◆ Activity:
Rewrite everything from the start of the records down to the line containing "positive clicks: (697, 181) (759, 211)", switching every "box" to "bounding box" and leaving all else unchanged.

Records from a data collection
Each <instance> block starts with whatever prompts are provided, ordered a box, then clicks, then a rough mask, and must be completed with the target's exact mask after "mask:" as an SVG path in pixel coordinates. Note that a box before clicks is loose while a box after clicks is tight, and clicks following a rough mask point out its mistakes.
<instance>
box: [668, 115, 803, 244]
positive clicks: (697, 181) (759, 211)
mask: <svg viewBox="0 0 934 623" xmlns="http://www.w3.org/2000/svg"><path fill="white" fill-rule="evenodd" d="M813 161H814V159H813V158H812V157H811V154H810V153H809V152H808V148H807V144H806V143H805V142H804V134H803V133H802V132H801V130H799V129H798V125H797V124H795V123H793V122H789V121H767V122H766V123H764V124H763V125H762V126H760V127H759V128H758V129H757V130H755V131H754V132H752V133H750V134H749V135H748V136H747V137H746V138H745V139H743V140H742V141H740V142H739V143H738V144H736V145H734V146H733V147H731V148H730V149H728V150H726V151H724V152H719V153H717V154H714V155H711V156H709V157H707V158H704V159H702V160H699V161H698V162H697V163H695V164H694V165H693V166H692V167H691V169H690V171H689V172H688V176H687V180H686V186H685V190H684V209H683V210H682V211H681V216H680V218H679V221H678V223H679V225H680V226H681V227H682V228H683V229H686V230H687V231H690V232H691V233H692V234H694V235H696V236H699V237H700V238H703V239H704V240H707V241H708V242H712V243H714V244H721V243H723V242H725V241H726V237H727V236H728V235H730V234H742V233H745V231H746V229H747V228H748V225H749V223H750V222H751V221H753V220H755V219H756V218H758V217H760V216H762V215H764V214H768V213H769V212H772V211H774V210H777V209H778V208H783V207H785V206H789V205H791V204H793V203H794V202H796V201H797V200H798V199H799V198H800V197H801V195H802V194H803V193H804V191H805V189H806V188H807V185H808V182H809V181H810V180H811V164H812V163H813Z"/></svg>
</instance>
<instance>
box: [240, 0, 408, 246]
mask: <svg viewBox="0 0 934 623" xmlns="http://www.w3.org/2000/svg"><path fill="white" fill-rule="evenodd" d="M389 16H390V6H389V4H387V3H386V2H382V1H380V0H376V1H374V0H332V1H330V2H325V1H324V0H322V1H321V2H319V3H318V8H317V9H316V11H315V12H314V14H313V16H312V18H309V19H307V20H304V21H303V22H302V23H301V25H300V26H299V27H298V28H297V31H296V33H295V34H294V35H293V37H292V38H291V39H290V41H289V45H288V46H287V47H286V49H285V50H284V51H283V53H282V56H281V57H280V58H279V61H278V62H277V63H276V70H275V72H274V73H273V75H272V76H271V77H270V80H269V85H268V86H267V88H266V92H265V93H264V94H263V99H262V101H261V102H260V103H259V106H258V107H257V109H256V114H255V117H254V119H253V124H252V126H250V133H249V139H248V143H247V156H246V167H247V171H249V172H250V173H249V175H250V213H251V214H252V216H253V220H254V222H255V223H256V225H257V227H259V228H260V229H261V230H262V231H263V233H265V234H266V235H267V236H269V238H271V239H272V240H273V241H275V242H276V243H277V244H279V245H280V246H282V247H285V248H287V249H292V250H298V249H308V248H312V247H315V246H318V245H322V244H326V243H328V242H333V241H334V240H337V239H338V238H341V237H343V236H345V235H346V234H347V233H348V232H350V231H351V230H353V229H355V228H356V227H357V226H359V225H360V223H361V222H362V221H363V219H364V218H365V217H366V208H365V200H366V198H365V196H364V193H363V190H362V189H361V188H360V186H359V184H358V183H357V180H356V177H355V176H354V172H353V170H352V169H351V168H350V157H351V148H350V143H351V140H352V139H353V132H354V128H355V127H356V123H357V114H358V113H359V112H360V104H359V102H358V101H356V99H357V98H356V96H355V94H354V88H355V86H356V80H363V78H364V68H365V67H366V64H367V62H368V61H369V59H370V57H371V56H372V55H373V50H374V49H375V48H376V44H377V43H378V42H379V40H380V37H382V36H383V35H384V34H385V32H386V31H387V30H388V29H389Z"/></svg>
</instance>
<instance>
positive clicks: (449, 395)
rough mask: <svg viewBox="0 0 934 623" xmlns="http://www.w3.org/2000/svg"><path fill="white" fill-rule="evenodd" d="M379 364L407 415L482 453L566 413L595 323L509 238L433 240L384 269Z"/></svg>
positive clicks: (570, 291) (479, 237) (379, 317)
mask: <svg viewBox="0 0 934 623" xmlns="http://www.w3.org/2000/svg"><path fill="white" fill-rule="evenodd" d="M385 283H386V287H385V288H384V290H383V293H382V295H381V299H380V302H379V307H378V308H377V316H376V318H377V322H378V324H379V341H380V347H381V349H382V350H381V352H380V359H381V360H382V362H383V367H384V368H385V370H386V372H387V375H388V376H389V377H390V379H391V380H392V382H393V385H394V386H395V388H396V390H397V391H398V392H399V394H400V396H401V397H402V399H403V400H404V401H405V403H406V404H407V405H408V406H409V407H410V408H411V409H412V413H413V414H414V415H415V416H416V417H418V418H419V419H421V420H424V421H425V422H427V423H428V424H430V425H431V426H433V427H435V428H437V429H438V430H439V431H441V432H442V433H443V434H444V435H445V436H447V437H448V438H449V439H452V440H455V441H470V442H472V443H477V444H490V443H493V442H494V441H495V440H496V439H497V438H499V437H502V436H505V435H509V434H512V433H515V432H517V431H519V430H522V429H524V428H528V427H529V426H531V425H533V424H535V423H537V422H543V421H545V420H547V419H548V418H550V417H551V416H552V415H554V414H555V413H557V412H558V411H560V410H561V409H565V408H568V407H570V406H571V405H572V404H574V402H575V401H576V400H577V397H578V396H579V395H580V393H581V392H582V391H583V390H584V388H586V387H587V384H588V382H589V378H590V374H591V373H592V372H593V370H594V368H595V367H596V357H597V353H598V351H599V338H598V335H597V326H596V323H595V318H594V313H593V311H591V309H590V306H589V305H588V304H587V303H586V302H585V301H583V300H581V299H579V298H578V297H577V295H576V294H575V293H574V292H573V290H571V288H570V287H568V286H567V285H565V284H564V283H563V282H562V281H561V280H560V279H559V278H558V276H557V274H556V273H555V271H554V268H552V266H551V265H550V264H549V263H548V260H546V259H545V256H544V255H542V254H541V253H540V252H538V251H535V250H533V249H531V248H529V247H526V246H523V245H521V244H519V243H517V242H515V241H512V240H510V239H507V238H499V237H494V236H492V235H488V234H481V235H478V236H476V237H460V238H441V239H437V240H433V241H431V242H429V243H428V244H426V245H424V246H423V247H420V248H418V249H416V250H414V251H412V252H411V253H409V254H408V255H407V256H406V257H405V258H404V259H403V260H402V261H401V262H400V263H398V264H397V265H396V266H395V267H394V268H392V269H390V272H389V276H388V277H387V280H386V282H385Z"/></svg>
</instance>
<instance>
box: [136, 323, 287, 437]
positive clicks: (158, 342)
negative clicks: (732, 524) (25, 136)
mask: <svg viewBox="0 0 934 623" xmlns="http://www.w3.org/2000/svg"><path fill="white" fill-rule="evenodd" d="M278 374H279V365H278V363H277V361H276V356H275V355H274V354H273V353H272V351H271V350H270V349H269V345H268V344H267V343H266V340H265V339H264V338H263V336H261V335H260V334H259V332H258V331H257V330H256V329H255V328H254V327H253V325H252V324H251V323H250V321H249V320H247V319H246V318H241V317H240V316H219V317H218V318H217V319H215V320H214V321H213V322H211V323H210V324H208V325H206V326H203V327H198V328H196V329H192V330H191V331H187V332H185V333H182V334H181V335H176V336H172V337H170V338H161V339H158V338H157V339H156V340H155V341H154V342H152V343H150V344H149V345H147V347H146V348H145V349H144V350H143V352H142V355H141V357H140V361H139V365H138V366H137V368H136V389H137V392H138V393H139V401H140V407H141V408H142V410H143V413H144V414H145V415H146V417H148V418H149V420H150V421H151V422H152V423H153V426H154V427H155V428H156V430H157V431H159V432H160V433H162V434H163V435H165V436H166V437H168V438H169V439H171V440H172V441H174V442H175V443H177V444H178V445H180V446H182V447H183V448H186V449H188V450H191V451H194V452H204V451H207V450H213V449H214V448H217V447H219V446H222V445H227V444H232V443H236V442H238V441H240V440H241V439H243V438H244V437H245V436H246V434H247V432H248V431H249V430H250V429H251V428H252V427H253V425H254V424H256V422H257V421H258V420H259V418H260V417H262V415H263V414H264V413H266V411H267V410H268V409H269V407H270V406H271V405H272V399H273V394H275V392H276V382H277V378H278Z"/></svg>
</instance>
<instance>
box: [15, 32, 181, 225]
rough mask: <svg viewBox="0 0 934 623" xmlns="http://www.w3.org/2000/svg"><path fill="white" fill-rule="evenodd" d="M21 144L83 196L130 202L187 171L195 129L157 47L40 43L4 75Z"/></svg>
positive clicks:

◆ Completed task:
Each <instance> block starts with whatever prompts are provided, ordered a bounding box, then clicks, then a rough mask, and must be completed with the target's exact mask after "mask:" as an SVG path in pixel coordinates. Note that a bounding box before clicks is loose while a bounding box after clicks is tight, and clicks following a rough mask point out its mistakes.
<instance>
bounding box: [668, 115, 803, 244]
positive clicks: (697, 181) (759, 211)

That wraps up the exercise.